_Short exercise_
How many lines in the rows below contain the string "target", with case counting? Give only the number.

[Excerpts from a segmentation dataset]
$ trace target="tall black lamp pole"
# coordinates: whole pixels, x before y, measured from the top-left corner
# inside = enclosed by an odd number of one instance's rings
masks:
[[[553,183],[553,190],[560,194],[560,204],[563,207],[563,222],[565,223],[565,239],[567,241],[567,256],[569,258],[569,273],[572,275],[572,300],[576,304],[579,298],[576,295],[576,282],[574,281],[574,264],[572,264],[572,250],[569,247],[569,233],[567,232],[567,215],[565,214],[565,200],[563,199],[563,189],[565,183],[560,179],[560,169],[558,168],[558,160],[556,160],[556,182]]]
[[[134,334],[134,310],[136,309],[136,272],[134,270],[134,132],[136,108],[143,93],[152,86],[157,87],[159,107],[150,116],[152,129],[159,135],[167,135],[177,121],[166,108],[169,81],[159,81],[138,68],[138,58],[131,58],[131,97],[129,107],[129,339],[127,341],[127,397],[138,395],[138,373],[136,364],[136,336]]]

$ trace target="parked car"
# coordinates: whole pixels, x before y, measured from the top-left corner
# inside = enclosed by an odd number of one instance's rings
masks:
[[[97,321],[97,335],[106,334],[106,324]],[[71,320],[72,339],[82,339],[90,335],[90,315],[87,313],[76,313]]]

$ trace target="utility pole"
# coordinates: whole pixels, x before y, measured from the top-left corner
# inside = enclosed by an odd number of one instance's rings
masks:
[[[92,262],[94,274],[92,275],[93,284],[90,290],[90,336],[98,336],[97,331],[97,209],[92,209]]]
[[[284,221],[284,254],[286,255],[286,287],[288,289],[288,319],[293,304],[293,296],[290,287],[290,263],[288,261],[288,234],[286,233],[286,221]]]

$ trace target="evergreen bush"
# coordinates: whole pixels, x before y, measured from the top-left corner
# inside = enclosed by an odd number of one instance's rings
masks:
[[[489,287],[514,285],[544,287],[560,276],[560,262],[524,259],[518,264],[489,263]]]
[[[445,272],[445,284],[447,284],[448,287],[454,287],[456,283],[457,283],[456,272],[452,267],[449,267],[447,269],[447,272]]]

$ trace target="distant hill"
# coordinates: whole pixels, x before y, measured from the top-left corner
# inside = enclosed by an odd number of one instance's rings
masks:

_Written reply_
5